(Point-per-instance localization data)
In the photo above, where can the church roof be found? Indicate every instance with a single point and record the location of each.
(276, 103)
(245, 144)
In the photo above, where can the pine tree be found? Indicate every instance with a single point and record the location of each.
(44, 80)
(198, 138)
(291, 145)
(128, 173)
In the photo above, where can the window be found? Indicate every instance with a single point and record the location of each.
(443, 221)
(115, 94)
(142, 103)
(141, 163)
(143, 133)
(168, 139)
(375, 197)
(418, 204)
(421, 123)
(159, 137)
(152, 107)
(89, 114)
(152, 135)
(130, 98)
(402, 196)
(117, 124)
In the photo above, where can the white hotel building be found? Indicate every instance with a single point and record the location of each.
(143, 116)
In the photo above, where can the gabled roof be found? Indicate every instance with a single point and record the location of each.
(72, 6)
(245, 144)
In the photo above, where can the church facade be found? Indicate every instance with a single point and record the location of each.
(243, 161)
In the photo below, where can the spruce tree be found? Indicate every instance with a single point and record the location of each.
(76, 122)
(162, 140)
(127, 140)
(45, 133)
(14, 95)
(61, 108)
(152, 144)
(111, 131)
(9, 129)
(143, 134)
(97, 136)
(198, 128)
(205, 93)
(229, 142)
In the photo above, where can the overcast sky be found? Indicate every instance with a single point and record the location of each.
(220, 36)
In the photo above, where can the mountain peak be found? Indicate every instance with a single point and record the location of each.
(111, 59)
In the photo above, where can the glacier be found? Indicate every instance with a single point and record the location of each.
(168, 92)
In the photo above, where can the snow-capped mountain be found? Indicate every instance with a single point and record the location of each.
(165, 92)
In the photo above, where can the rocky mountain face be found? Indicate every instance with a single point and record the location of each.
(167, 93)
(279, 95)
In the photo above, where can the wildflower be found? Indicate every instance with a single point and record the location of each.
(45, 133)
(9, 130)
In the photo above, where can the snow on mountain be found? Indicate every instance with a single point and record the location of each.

## Problem statement
The entries above must be copied verbatim. Leave none out.

## Problem solution
In the photo above, where can the church roof be found? Indicate every instance with a single point and record the location of each.
(276, 103)
(245, 144)
In the photo above, where can the pine tree be found? Indicate every instance with a single point and record the location of each.
(44, 80)
(198, 138)
(291, 145)
(128, 173)
In the photo above, where can the window be found? Indicate every instance with a single point and record the location of each.
(443, 221)
(115, 94)
(142, 103)
(141, 163)
(143, 133)
(168, 139)
(375, 197)
(418, 204)
(421, 123)
(159, 137)
(152, 107)
(89, 114)
(152, 135)
(130, 98)
(402, 196)
(117, 124)
In the photo above, where can the white hotel building be found? Indicate every instance with a single point and record the location of each.
(143, 116)
In the photo above, where can the gabled roof be found? Indicate every instance with a single point and record the location of each.
(72, 6)
(245, 144)
In the photo above, where can the church facade be found? Indicate every instance with a single point and record the location of each.
(243, 161)
In the photo below, where can the spruce tree be found? Indicate every instance with a single point and record the location of each.
(76, 122)
(162, 140)
(127, 140)
(45, 133)
(14, 95)
(61, 108)
(152, 144)
(111, 131)
(9, 129)
(143, 134)
(97, 136)
(198, 128)
(205, 93)
(229, 142)
In the photo above, where can the overcast sky be found? Indicate every instance with a single point and record the location of each.
(220, 36)
In the photo above, where can the mountain peak be found? Indicate every instance with a single point and record the location of each.
(111, 59)
In the photo above, where can the glacier be found? Indicate every instance with a single point and record the location of each.
(168, 92)
In the photo above, where can the snow-capped mountain be found? Indicate every instance with a single point and record the location of each.
(165, 92)
In the photo above, where can the rocky mountain face be found? Indicate every instance with a single point and record the location of each.
(167, 93)
(279, 95)
In the photo above, where can the wildflower be found? Indicate every instance with a single point and record the location of each.
(45, 133)
(9, 130)
In the photo above, where can the snow on mountain be found? Indicate every instance with a single point and record the location of each.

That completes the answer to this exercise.